* _Task 1_
In the badger cull article, how much did the increased spread of tuberculosis cost the government in compensation and TB tests in 2009?
* _Task 2_
Please copy from the badger cull article everything from "The cull is" down to "slaughtered as well.", word for word.

* _Passage shown_
=====
English farmers have been arguing with the government about the idea of culling Badgers in order to combat cattle contracting tuberculosis.
Officials in favour of the suggestions hope to start the culling in May 2011; as many as 6,000 badgers could be killed in the first year. In July, the Badger Trust successfully prevented a badger culling in Wales.
The cull is suggested after the increased spread of tuberculosis cost the government £63m in compensation and TB tests in 2009 alone. 25,000 cattle were slaughtered as well.
However, there is opposition to the idea. Dr Rosie Woodroffe, currently working at the Institute of Zoology in London as a badger ecologist, has said ‘it is scientifically among the worst options.
“We consider it likely that licensing farmers to cull badgers would not only fail to achieve a beneficial effect, but would entail a substantial risk of increasing the incidence of cattle TB and spreading the disease.”
The RSPCA noted in a public consultation that 95% of members were opposed to the plans to cull badgers.
Although officials say they prefer vaccination to culling, it is considerably more expensive.
A Defra TB expert was quoted to have said: “We’d expect four to five [culling] areas in the first year.”
Each area is estimated to cull 800-1200 badgers every year.
Some officials hope TB to be non-existent in the UK within the next 20 years.
=====
* _Dataset entries_
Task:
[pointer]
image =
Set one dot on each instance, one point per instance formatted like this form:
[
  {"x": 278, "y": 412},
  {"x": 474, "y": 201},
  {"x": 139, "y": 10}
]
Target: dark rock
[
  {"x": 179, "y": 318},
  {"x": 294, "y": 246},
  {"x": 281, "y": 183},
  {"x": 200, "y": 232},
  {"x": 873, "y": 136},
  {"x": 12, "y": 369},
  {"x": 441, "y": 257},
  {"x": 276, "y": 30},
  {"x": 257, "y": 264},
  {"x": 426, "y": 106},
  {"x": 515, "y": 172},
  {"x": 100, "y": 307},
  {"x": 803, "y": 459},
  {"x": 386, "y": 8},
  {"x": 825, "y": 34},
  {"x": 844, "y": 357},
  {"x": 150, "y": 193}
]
=====
* _Worked solution 1_
£63m

* _Worked solution 2_
The cull is suggested after the increased spread of tuberculosis cost the government £63m in compensation and TB tests in 2009 alone. 25,000 cattle were slaughtered as well.